• **Document passage**:
·····

Source UCA
HONG KONG, China:Earlier this week, officials from Canada and India made new comments about their bilateral dispute. Although the political dimension of their controversy cannot be ignored, one should not dismiss the importance of its religious roots.
Tensions between Canada and India are not something new. However, earlier in September, they erupted again.
After the cold reception that Canadian Prime Minister Justin Trudeau received during the G-20 in Delhi, he revealed that its government had "credible evidence" that Indian secret services were involved in the killing of Khalistani separatist, Hardeep Singh Nijjar, on June 18 in British Columbia, Canada.
Soon after, India rejected the allegations as absurd and restricted visa services to Canadians. A diplomatic tension followed, sinking the India-Canadian bilateral relations to a new low.
As observers continue to analyze the racial and political dimensions of this dispute, as well as its economic and geo-politic implications, too little attention is given to its religious dimensions.
On both sides, religion is mistreated by the state. But both sides have very different views on religious actors. Obsessed with petty political interests, however, religious traditions are not treated with the sense of wonder, respect, and attention that they deserve.
On the Indian side, Prime Minister Narendra Modi and his Bharatiya Janata Party are implementing a nationalist agenda rooted in the promotion of Hindu nationalism. For them, the destiny of the nation is linked to a Hindu religious tradition.
In this unilateral promotion of Hinduism, very little room is left for the mystery and diverse sensibilities that human lives and social realities require. Non-Hindu religions are marginalized by the state apparatus. Discrimination and violence against Muslims and Christians are multiplying. Religion is turned into hard cement for national cohesion.
Simultaneously, religions that have emerged in the Indian subcontinent — Sikhism being one of them — are presented as a mere offshoot of Hinduism. Religion is not entitled to tell its own story — nor to claim sovereignty. Sikh religious leaders reject this englobing narrative, making the Indian government sensitive.
Over the past few years, the use of violence to intimidate political opponents has become an effective tactic in India. Alternative religious discourses that do not fit into the pan-Hindu ideology are easily treated as political dissent.
India’s political tussle with Sikhism began when the idea of a distinctly Sikh country – Khalistan – emerged during the Indian independence movement. It gained traction in the 1970s and 1980s in Sikh-majority Punjab state in the northwest corner of India.
Indira Gandhi, the then prime minister of India, ordered a military operation in June 1984 to flush out pro-Khalistan Sikh militants hiding in the Golden Temple, the most important pilgrimage site of Sikhism in the city of Amritsar.
Within months, on Oct. 31 that year, the prime minister was assassinated by her Sikh bodyguards who were angered by the desecration of the Golden Temple and the disproportionate state violence in Punjab. Soon after, mobs went on the rampage in Delhi and other cities killing over 2,700 Sikhs in revenge.
While the Khalistan movement was repressed at home, it gained more support from the diaspora. On June 23, 1985, Sikh separatists planted a bomb on an Air India flight that exploded off the coast of Ireland killing 329 passengers and crew members.
Aiming to dismiss the sovereignty calls made by some segments of the Sikh community, the Indian government has constantly suggested that these calls were mostly from the diaspora — not at home.

·····

• **Material provided**:
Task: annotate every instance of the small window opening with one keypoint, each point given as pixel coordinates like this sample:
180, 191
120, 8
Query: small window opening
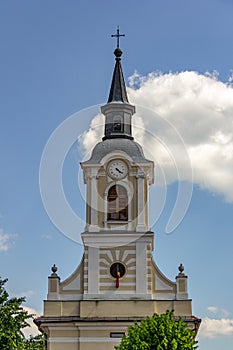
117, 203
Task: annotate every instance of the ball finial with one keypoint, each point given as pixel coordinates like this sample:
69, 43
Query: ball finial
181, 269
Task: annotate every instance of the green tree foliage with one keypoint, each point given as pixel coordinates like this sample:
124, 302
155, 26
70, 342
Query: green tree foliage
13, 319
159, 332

·····

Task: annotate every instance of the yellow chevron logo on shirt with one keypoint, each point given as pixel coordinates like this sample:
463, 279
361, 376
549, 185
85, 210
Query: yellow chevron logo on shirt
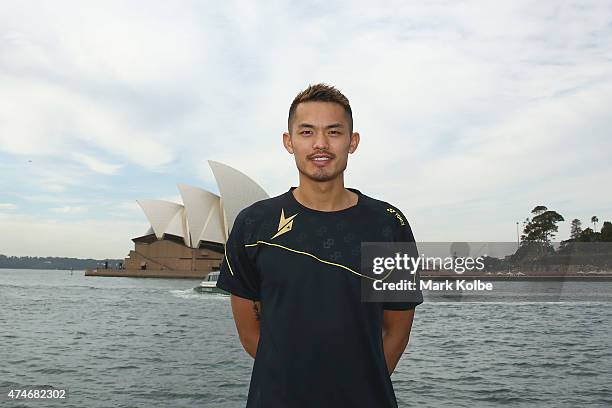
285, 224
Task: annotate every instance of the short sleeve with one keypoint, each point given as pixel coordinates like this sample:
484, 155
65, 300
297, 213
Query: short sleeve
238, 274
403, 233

·····

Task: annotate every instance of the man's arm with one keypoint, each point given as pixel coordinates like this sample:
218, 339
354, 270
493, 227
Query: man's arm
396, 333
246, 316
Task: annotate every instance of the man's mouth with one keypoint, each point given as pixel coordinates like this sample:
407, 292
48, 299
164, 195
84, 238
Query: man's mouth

·····

• **Written tasks**:
1) In the article on the Canada–India dispute, copy out again the part that opens with the words "Over the past" and closes with "corner of India.".
2) Translate this sentence from the article on the Canada–India dispute into French: "Soon after, India rejected the allegations as absurd and restricted visa services to Canadians."
3) Answer from the article on the Canada–India dispute:
(a) On what date was Hardeep Singh Nijjar killed?
(b) How many Sikhs were killed by mobs after the prime minister's assassination?
(c) Off the coast of which country did the bomb on the Air India flight explode?

• **Outputs by task**:
1)
Over the past few years, the use of violence to intimidate political opponents has become an effective tactic in India. Alternative religious discourses that do not fit into the pan-Hindu ideology are easily treated as political dissent.
India’s political tussle with Sikhism began when the idea of a distinctly Sikh country – Khalistan – emerged during the Indian independence movement. It gained traction in the 1970s and 1980s in Sikh-majority Punjab state in the northwest corner of India.

2) Peu après, l'Inde a rejeté les accusations comme absurdes et a restreint les services de visas pour les Canadiens.

3)
(a) June 18
(b) Over 2,700
(c) Ireland